= Task statement =
Repeat the entries below word for word, though any picture in them should be dropped.

-- Material for this exercise follows --

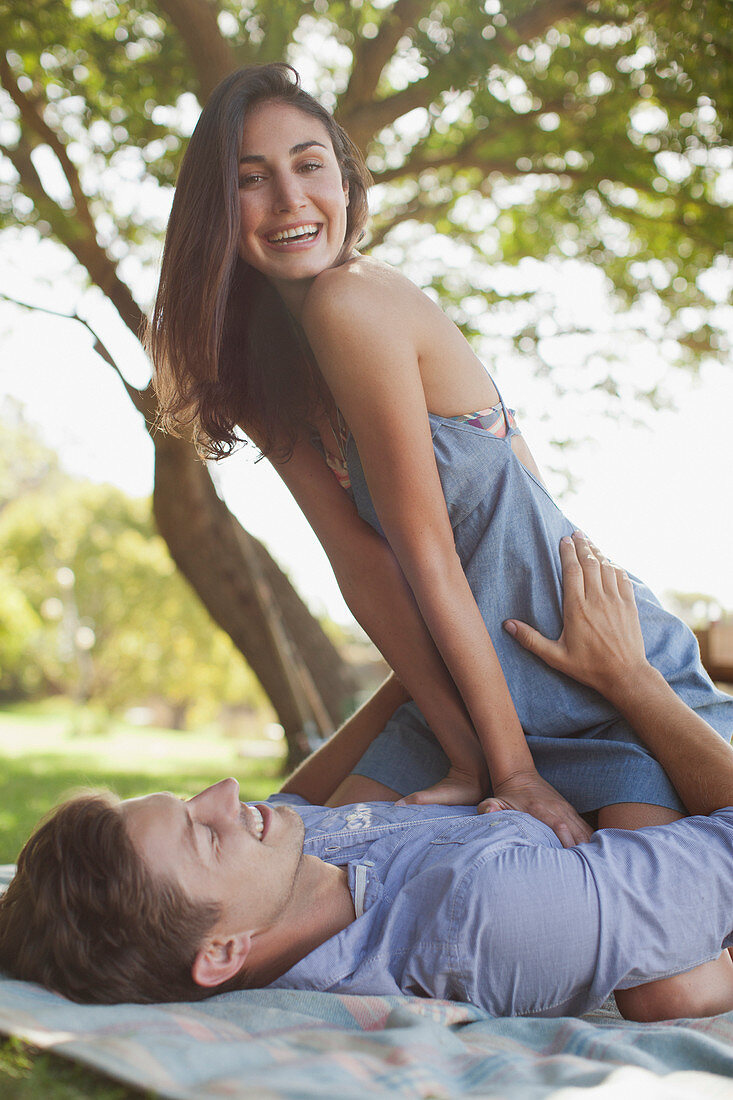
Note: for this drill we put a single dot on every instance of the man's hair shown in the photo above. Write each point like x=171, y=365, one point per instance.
x=85, y=916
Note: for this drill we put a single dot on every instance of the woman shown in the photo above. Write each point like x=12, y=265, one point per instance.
x=269, y=320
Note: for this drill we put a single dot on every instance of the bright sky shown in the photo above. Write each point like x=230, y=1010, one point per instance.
x=655, y=496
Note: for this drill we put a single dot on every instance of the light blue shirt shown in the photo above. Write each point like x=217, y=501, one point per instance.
x=491, y=909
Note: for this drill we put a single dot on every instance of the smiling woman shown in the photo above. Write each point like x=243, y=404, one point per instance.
x=438, y=525
x=225, y=349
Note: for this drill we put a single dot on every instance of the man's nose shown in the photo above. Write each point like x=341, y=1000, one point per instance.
x=222, y=796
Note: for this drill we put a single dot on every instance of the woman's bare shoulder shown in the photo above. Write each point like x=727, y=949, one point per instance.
x=360, y=282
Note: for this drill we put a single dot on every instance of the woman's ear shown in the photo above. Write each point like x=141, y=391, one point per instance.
x=218, y=960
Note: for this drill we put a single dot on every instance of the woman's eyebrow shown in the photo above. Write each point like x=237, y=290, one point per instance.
x=258, y=157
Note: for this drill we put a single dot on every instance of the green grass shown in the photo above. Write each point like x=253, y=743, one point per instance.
x=48, y=749
x=26, y=1074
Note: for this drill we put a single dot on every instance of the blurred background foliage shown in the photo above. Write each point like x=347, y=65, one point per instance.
x=90, y=602
x=514, y=144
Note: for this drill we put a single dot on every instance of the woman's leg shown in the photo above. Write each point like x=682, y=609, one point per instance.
x=703, y=991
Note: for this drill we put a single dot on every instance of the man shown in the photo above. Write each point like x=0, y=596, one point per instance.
x=160, y=899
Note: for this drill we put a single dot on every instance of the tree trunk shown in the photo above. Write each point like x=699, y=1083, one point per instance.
x=249, y=597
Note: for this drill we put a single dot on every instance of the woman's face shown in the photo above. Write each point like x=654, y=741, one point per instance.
x=293, y=200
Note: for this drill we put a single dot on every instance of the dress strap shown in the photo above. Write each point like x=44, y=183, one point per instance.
x=511, y=428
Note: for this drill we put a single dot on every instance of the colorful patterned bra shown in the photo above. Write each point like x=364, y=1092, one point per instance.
x=489, y=419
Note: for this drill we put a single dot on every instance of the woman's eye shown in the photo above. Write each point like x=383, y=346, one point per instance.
x=244, y=180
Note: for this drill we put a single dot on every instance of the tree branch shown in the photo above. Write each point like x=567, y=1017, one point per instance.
x=211, y=55
x=143, y=399
x=79, y=234
x=32, y=113
x=363, y=119
x=371, y=55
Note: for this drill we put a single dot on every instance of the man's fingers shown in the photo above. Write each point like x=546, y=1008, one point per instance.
x=589, y=563
x=533, y=640
x=609, y=578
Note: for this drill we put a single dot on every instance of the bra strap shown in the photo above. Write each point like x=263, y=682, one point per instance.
x=507, y=426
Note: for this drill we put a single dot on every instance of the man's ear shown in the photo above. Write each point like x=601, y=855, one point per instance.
x=218, y=960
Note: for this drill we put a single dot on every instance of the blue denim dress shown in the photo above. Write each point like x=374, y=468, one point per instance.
x=507, y=530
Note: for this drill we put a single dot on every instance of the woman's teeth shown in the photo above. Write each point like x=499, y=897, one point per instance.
x=293, y=234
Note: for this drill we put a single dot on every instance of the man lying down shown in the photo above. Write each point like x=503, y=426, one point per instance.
x=157, y=899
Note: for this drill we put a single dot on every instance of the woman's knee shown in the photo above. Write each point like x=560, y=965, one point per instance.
x=703, y=991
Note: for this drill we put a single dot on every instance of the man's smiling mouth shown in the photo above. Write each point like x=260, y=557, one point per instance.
x=258, y=822
x=307, y=232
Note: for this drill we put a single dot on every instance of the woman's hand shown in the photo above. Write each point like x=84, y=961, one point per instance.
x=528, y=792
x=601, y=644
x=459, y=788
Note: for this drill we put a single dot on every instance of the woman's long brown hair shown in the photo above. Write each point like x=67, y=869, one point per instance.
x=225, y=352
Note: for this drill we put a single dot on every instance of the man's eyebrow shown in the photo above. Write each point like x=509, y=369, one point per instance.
x=259, y=158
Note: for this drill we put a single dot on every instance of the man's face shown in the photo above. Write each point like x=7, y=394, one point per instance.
x=217, y=848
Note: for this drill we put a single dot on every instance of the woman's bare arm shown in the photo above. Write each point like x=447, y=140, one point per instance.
x=379, y=597
x=601, y=646
x=360, y=332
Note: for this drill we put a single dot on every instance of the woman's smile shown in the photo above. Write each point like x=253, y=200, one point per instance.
x=293, y=198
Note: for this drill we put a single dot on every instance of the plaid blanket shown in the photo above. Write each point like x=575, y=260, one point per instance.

-- Material for this exercise concluded --

= Problem solution =
Note: for this drill we put a single dot on every instance of the man's hair shown in the photo above. Write each point like x=171, y=365, one point per instance.
x=85, y=916
Note: for this drill we put a single dot on every instance of the woman shown in the photo above. Write each point like x=12, y=265, one point per instance.
x=269, y=320
Note: for this drill we put a single dot on every instance of the bright sky shown in the photo above. Write each point like x=230, y=1010, one point per instance.
x=655, y=496
Note: for this drill we put a single dot on every instance of the light blue shirt shown in the photo above. Write each point like x=217, y=501, one point per instance.
x=491, y=909
Note: for this drill we put a single dot on every instance of the smiling woman shown in the photo above. Write each point like x=243, y=404, one point per instance.
x=438, y=525
x=225, y=349
Note: for this drill we put a single dot on every instance of the man's nose shown in the photo above. Write each point like x=341, y=1000, one point per instance.
x=222, y=796
Note: for this drill we put a single dot on every instance of the woman's bare shoulder shown in the photo above. Write each point like x=727, y=949, one point per instance.
x=360, y=282
Note: for this drill we put a single dot on every instance of the woman's ear shown in the photo above. Write each point like x=141, y=391, one point per instance.
x=218, y=960
Note: for this drill we put a single dot on every instance of the woman's eyebrow shown in the photo above. Write each point like x=237, y=290, one point per instance.
x=258, y=157
Note: for this drill we put a single dot on every instance of the green grass shown in the photo above. Write each point like x=253, y=743, one point per instance.
x=48, y=749
x=26, y=1074
Note: for this drill we put a single dot on every instance of the blurred background foliage shown in the photo above. Write each point like x=347, y=65, one point per instance.
x=90, y=602
x=514, y=144
Note: for this drill we put a single dot on every instance of the woman's leg shown in the photo above. Write each point like x=682, y=609, one point per instance.
x=703, y=991
Note: for this drill we put a single dot on every instance of the man shown in the photo above. Write each point like x=0, y=596, one point per instance.
x=160, y=899
Note: for this drill we put a single dot on every instance of the tree trunk shown in the photo above. Write each point like x=699, y=1083, one point per instance.
x=249, y=597
Note: for this drill we put a single dot on every instance of the woman's face shown in the photo above. Write each point like x=654, y=741, one point per instance.
x=293, y=200
Note: for this drill we put a single dot on every instance of the dress strap shown in the photo above. Write each point like x=44, y=183, one point per instance.
x=511, y=428
Note: for this drill we put a single dot on every instance of the colorful patterned bra shown in the photo above. Write each point like x=364, y=1092, one point per instance.
x=489, y=419
Note: for this drill we put a single dot on every instance of the woman's eye shown in the photo above. Write each point like x=383, y=346, one point per instance.
x=244, y=180
Note: for this drill we put a single dot on every instance of the tree branch shown in the photo above. Write each point like x=567, y=1017, one point per instance.
x=211, y=55
x=143, y=399
x=79, y=234
x=32, y=113
x=363, y=119
x=371, y=55
Note: for this drill we put a single dot on every instance of the man's fingers shown in the photo above. Write each point like x=546, y=1008, one point per instance.
x=589, y=563
x=533, y=640
x=609, y=578
Note: for this drill we put a single dot on every instance of the bra strap shown in the photo above. Write each point like x=263, y=682, one point per instance.
x=507, y=426
Note: for this drill we put a single dot on every instance of the man's ear shown in the photo above. Write each point like x=601, y=855, one point per instance.
x=218, y=960
Note: for this drill we put a single dot on every instance of the blue denim dress shown in the photo above. Write each point like x=374, y=468, one point per instance.
x=507, y=530
Note: for this drill we put a single dot on every instance of the woman's teeth shown in the photo above. Write each point like x=499, y=897, one point per instance.
x=293, y=234
Note: for this drill we put a single dot on every instance of the man lying down shown in the photo above. Write each point like x=503, y=426, one point per instance.
x=157, y=899
Note: for this drill we put a single dot on every instance of the woman's knee shown in the photo above. Write each point like x=560, y=965, one point per instance.
x=703, y=991
Note: for this drill we put a single dot on every instance of the man's smiling mouth shown in the photo above. Write each point like x=260, y=557, one point per instance.
x=258, y=822
x=307, y=232
Note: for this drill we put a single dot on every instance of the woman's hand shown in the photo above. Write each point like x=84, y=961, one point per instance.
x=528, y=792
x=601, y=644
x=459, y=788
Note: for this drill we put a single dot on every instance of the woman's long brown hair shown in the photo above. Write each point like x=67, y=869, one point per instance.
x=225, y=352
Note: for this drill we put a single dot on every instance of the man's eyebrow shown in the photo above. Write each point like x=509, y=369, one point per instance.
x=259, y=158
Note: for this drill we put a single dot on every instance of the man's face shown in the photo above. Write each point like x=7, y=394, one point per instance.
x=217, y=848
Note: for this drill we put a single dot on every instance of the woman's bare arm shown in the photo above. Write each point like x=447, y=140, one point per instance.
x=379, y=597
x=601, y=646
x=360, y=332
Note: for this drill we put a single dot on every instance of the woman's smile shown in the photo above. Write each point like x=253, y=200, one point per instance.
x=293, y=198
Note: for this drill we put a single dot on every instance of the plaid blanket shown in the photo above. Write each point like x=575, y=260, one point per instance.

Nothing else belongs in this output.